Task prompt:
Identify every line in the records that contains the word "muddy", and copy each of those lines in full.

Dataset entries:
►
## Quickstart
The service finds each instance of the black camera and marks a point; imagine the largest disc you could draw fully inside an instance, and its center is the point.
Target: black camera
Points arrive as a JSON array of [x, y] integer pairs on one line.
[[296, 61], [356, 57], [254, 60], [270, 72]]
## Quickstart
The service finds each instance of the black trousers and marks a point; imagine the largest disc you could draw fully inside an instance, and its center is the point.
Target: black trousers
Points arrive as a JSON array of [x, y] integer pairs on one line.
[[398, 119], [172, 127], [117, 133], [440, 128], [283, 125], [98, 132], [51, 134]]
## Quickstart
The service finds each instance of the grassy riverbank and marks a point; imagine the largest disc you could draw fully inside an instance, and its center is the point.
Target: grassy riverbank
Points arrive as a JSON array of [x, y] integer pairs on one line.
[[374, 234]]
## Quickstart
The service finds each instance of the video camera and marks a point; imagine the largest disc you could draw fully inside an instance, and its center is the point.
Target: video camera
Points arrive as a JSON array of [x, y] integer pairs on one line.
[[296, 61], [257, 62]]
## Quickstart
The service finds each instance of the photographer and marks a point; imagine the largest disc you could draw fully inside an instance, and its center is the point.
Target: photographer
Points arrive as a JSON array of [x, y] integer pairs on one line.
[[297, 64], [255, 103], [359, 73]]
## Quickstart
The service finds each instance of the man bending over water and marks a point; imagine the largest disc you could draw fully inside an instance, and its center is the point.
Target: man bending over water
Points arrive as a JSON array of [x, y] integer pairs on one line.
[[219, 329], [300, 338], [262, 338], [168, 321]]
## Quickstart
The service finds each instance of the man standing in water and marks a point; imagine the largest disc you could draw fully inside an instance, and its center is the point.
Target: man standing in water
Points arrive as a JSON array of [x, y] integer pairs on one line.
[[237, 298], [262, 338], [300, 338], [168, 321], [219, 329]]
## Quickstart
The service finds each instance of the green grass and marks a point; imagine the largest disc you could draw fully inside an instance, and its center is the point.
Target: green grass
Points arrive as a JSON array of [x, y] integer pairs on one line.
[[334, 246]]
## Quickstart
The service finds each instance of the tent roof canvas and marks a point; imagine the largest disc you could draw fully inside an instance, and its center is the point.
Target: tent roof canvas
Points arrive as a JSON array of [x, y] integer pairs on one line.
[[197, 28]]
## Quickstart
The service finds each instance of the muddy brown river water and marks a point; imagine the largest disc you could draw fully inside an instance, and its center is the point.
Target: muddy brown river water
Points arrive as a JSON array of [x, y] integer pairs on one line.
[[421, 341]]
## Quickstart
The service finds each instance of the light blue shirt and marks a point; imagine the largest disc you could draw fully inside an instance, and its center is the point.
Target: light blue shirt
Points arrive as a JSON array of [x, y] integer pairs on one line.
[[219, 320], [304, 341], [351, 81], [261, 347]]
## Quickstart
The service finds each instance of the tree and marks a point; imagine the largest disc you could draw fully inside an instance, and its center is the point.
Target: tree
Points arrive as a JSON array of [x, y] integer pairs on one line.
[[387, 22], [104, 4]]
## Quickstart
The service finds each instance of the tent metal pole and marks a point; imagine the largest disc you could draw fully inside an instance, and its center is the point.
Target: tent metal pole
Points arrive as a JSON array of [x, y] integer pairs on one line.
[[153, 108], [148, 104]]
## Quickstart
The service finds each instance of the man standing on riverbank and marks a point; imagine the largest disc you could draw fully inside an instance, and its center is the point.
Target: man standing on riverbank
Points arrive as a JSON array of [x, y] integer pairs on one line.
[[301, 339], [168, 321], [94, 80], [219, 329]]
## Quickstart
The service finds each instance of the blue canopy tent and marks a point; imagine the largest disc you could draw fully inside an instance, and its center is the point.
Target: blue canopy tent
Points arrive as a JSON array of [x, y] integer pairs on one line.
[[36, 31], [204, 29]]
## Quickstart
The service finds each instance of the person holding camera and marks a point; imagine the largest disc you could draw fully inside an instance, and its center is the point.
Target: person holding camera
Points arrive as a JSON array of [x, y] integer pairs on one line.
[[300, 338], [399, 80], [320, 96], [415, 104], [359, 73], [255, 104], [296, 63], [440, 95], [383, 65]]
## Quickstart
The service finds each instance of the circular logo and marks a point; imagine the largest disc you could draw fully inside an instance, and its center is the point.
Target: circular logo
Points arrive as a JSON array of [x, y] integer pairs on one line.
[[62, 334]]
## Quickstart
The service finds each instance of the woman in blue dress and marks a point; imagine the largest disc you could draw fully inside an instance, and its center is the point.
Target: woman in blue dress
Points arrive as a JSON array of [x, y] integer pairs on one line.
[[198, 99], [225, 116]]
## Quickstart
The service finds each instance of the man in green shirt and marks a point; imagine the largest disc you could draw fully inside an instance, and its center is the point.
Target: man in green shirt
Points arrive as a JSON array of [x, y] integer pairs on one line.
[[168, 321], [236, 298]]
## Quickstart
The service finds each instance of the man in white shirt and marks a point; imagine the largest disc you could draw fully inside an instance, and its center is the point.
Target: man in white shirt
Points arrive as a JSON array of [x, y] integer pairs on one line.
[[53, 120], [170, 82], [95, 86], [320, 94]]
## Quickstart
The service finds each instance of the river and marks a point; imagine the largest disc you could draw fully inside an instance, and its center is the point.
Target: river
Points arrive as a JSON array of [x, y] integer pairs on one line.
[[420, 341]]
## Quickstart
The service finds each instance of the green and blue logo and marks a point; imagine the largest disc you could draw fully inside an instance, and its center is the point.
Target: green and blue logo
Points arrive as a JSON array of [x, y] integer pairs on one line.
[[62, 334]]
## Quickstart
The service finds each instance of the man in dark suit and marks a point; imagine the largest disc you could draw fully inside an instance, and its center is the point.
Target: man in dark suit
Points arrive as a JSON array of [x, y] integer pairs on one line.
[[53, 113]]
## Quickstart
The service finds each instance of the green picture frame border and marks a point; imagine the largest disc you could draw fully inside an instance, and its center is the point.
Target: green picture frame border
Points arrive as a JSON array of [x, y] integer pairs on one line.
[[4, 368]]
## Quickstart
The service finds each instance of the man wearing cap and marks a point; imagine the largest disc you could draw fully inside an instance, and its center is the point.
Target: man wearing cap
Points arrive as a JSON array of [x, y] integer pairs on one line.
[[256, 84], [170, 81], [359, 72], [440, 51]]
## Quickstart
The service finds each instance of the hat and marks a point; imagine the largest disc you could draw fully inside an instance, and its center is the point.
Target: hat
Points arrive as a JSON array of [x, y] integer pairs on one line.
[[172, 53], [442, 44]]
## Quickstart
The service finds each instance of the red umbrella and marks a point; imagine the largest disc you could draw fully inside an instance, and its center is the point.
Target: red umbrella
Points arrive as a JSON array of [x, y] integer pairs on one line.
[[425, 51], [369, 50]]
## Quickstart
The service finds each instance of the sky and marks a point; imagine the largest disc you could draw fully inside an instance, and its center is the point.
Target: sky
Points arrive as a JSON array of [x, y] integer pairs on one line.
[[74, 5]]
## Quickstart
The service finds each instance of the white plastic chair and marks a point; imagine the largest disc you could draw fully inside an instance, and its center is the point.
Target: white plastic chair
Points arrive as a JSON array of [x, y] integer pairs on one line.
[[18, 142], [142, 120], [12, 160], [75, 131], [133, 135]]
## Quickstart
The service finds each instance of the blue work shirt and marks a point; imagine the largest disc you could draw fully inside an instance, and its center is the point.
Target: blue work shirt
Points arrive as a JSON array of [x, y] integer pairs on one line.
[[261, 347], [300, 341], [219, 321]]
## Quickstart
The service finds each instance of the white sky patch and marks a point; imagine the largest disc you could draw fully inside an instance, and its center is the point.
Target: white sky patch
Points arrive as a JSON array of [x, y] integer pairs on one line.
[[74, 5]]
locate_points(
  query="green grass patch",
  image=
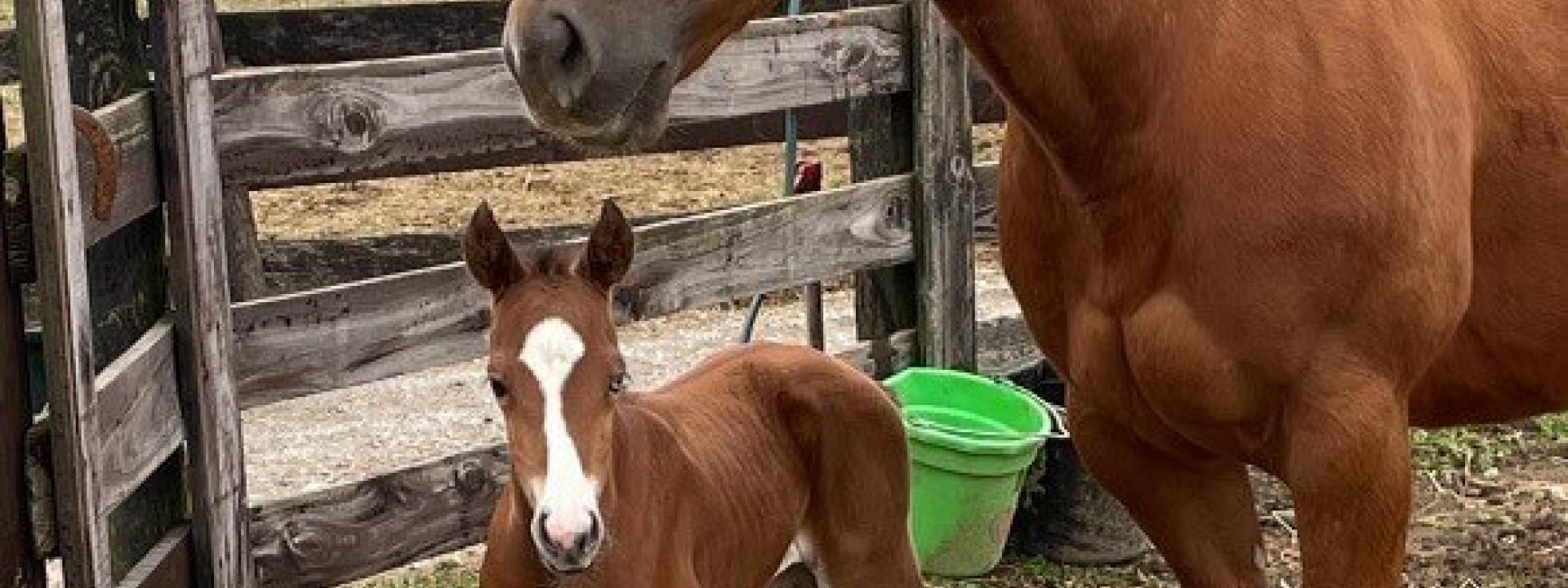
◄
The solution:
The service finds each instance of the muddy brown river water and marks a point; imagine the largest disc you could draw fully inside an instance, and its center is the point.
Target: muddy brown river water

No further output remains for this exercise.